From the listing below, extract each entry exactly as written, minus the images.

▸ Data lines:
===============

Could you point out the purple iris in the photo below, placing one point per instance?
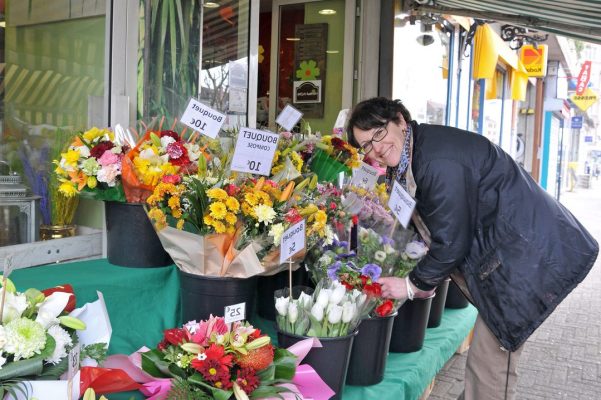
(333, 270)
(372, 270)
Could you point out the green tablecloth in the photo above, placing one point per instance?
(142, 302)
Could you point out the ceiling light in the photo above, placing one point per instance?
(327, 11)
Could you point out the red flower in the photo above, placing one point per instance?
(173, 134)
(66, 288)
(175, 179)
(247, 380)
(98, 150)
(385, 308)
(374, 289)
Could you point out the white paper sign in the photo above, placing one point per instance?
(203, 119)
(288, 117)
(365, 176)
(254, 151)
(235, 312)
(401, 204)
(293, 241)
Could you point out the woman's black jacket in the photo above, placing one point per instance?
(520, 251)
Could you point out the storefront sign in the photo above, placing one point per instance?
(585, 100)
(583, 77)
(307, 92)
(401, 204)
(254, 151)
(293, 241)
(310, 63)
(534, 59)
(203, 119)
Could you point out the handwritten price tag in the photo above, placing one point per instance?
(293, 241)
(401, 204)
(203, 119)
(365, 176)
(288, 117)
(254, 151)
(235, 312)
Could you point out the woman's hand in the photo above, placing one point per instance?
(396, 288)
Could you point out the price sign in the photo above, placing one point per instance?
(365, 176)
(254, 151)
(288, 117)
(73, 359)
(293, 241)
(203, 119)
(401, 204)
(235, 312)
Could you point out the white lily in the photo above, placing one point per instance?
(281, 305)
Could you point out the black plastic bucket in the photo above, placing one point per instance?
(438, 303)
(409, 329)
(455, 297)
(131, 239)
(267, 285)
(205, 295)
(370, 351)
(330, 361)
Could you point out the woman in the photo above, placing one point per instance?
(513, 249)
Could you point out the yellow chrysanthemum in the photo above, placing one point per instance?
(217, 194)
(218, 210)
(232, 204)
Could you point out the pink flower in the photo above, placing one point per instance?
(108, 158)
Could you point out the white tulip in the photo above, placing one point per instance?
(305, 301)
(349, 310)
(281, 305)
(324, 297)
(292, 312)
(335, 314)
(338, 293)
(317, 312)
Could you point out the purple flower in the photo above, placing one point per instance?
(333, 270)
(372, 270)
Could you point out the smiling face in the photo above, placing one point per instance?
(388, 150)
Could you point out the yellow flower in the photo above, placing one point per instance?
(217, 193)
(218, 210)
(232, 204)
(67, 189)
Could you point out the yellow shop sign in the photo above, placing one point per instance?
(534, 59)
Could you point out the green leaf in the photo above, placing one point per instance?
(153, 363)
(218, 394)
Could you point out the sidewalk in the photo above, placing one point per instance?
(562, 359)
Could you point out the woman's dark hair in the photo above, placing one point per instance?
(373, 113)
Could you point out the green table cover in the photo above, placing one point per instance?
(142, 302)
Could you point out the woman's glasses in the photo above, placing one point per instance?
(377, 136)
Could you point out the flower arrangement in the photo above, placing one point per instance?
(92, 164)
(36, 335)
(209, 359)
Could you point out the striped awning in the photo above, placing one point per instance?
(579, 19)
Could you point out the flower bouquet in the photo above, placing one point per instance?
(333, 155)
(37, 332)
(208, 359)
(91, 166)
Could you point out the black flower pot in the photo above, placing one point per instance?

===============

▸ Worked answer:
Could you point out the purple iris in the photo below, placing one point per instance?
(333, 270)
(372, 270)
Could you point out the green tablecloth in the photo above, placing one point per instance?
(142, 302)
Could you point out the ceiling light in the photo above, placing one point per instance?
(327, 11)
Could you point out the red flower in the photo above, placing one point per instance?
(173, 134)
(66, 288)
(175, 179)
(247, 380)
(98, 150)
(385, 308)
(374, 289)
Could you point out the white paper sign in the photo above, placing one point per instance?
(203, 119)
(288, 117)
(365, 176)
(254, 151)
(235, 312)
(401, 204)
(293, 241)
Could you point out the woman's black jacket in the photo above, placing one point per instance?
(520, 251)
Could you point out the storefront sign in the photo above, placing one point per instance?
(585, 100)
(583, 77)
(307, 92)
(401, 204)
(254, 151)
(293, 241)
(310, 63)
(534, 59)
(203, 119)
Could you point out the handwritten price tag in the photo above, placing one point per instance?
(293, 241)
(401, 204)
(203, 119)
(365, 176)
(288, 117)
(254, 151)
(235, 312)
Could you point out the woman's hand in the photo above, placing one point per instance?
(396, 288)
Could you point out the price sign in the photo above, placing one point per instance?
(365, 176)
(254, 151)
(288, 117)
(73, 359)
(293, 241)
(203, 119)
(401, 204)
(235, 312)
Could you point out the white lily in the photo above, placing one point per instance?
(281, 305)
Could you point out the black plastic bucket in the photo above, placing one point per instance?
(438, 303)
(409, 329)
(455, 297)
(131, 239)
(267, 285)
(205, 295)
(370, 351)
(330, 361)
Could you point out the woman in the photo above, placing one point per instance?
(513, 249)
Could you point out the yellow chrysanthemum in the photo above, placing one point per instance?
(217, 194)
(218, 210)
(232, 204)
Could you point out the pink flower in the photo above, placing one point per instance?
(108, 158)
Could you point out the white tulip in the photo above, placing one point per instance?
(305, 301)
(349, 310)
(281, 305)
(324, 297)
(292, 312)
(335, 314)
(338, 293)
(317, 312)
Could you point out the purple flower in the photo above, placing one point per instance?
(333, 270)
(372, 270)
Could you point out the smiling face in the photo above, placing one point per instance?
(388, 150)
Could you point out the yellow flower in the photo above, placing one point per instance?
(217, 193)
(218, 210)
(232, 204)
(67, 189)
Could you point out the yellow shop sign in the photo above, placing one point per instance?
(534, 59)
Could you point out the green leaf in the photo above, placing one point per instance?
(153, 363)
(218, 394)
Could you point out the sidewalk in the photo above, placing one point per instance?
(562, 359)
Could you point out the woman's dark hair in the photo above, placing one point per instance?
(373, 113)
Could you point out the green table cover in the photo above, placing one point per instance?
(142, 302)
Could you point out the woman's glasses in the photo above, placing one point per instance?
(377, 136)
Could you point out the flower arrangement in the photo above, placing one point per instance?
(92, 164)
(36, 335)
(209, 359)
Could you point out the striped awning in the photo above, placing one point per instance?
(579, 19)
Could you point out the flower bouquet in the photo above, placing one point per instance?
(333, 155)
(37, 332)
(208, 359)
(91, 166)
Could you point out the black flower pot in the photo above, placing one point per instance?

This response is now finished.